▶ WORK ORDER
Extract every entry word for word.

▶ RECORD EXCERPTS
^^^^^^^^^^^^^^^^
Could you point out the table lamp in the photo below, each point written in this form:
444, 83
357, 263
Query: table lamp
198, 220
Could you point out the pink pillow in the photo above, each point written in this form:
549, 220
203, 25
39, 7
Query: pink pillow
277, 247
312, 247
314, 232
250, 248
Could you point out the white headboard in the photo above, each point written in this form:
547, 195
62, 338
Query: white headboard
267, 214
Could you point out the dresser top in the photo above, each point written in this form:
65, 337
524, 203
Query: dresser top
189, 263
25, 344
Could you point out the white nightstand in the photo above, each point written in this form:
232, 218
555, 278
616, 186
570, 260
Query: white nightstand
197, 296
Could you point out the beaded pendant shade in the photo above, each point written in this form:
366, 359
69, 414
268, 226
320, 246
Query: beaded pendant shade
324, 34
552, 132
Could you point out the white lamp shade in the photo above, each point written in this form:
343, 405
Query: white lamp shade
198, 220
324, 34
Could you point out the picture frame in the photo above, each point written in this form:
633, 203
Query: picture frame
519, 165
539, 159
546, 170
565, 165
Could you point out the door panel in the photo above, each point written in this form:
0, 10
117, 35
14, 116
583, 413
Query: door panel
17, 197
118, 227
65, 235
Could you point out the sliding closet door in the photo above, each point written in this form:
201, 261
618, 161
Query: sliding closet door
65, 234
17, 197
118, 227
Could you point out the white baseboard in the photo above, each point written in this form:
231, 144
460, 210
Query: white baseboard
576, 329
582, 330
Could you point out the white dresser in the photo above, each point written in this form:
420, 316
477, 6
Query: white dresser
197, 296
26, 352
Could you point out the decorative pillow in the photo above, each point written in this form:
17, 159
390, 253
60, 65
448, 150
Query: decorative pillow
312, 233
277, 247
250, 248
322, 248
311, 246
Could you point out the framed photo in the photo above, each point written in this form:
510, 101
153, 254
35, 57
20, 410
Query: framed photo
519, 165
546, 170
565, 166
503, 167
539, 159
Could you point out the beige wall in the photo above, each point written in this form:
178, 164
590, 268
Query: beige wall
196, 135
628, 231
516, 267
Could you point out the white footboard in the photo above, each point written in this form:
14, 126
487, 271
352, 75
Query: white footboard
^^^^^^^^^^^^^^^^
▶ TASK SOLUTION
Could you point out the table lamp in the photo below, each point written in this form:
444, 83
357, 263
Query: table lamp
198, 220
Could you point out the pink pillow in the photo above, each point written in this form:
549, 220
203, 25
39, 7
Query: pink pillow
277, 247
312, 247
314, 232
250, 248
Could you point out the white headboard in the photo above, each point written in this form:
547, 195
62, 338
Query: white headboard
267, 214
Could you point out the dresser top in the photo above, each point written in this form:
65, 337
524, 203
Query: dresser top
189, 263
25, 344
Could you point out the white nightstand in the photo above, each point written in this form:
232, 218
555, 278
616, 186
570, 260
Query: white nightstand
197, 296
Could you point out the beaded pendant shade in the photo above, each point written in this form:
366, 359
69, 414
268, 226
320, 246
Query: beaded pendant shade
324, 34
552, 132
Could you point out the white lamp shade in the photo above, each point written in this form:
343, 405
Query: white lamp shade
198, 220
324, 34
Could you point out the picture frame in the photo above, each point written in this form:
633, 203
Query: picture frame
519, 165
539, 159
546, 170
565, 165
Could you point out the door panel in the photo above, each point written in this form:
0, 10
117, 35
14, 116
583, 413
Query: door panel
17, 197
118, 227
65, 235
Could you point out the sliding closet door in the photo above, each point written in this form:
201, 261
618, 161
Query: sliding closet door
65, 234
17, 197
118, 227
Could you point out the white baseboard in the photo above, each point written in this form:
231, 144
460, 210
Query: white baseboard
576, 329
582, 330
Could you point out the white dresser in the photo above, each point written in this form:
420, 316
477, 6
Query: white dresser
197, 296
26, 352
Could you point out the decorative pillow in the photo above, each point written in this form:
17, 159
390, 253
60, 65
448, 150
Query: decorative pillow
312, 233
277, 247
250, 248
322, 248
311, 246
Could you point out the framed photo in the photo above, each point written in this form:
510, 101
153, 254
35, 57
20, 410
Query: framed photo
519, 165
546, 170
565, 166
503, 167
539, 159
Could you point out the beige wall in the photo above, each point written in this form:
178, 164
590, 268
Query: beige wall
196, 135
628, 231
516, 267
Could you point out the white footboard in the photo above, each point written in this form:
14, 126
487, 271
352, 75
Query: white footboard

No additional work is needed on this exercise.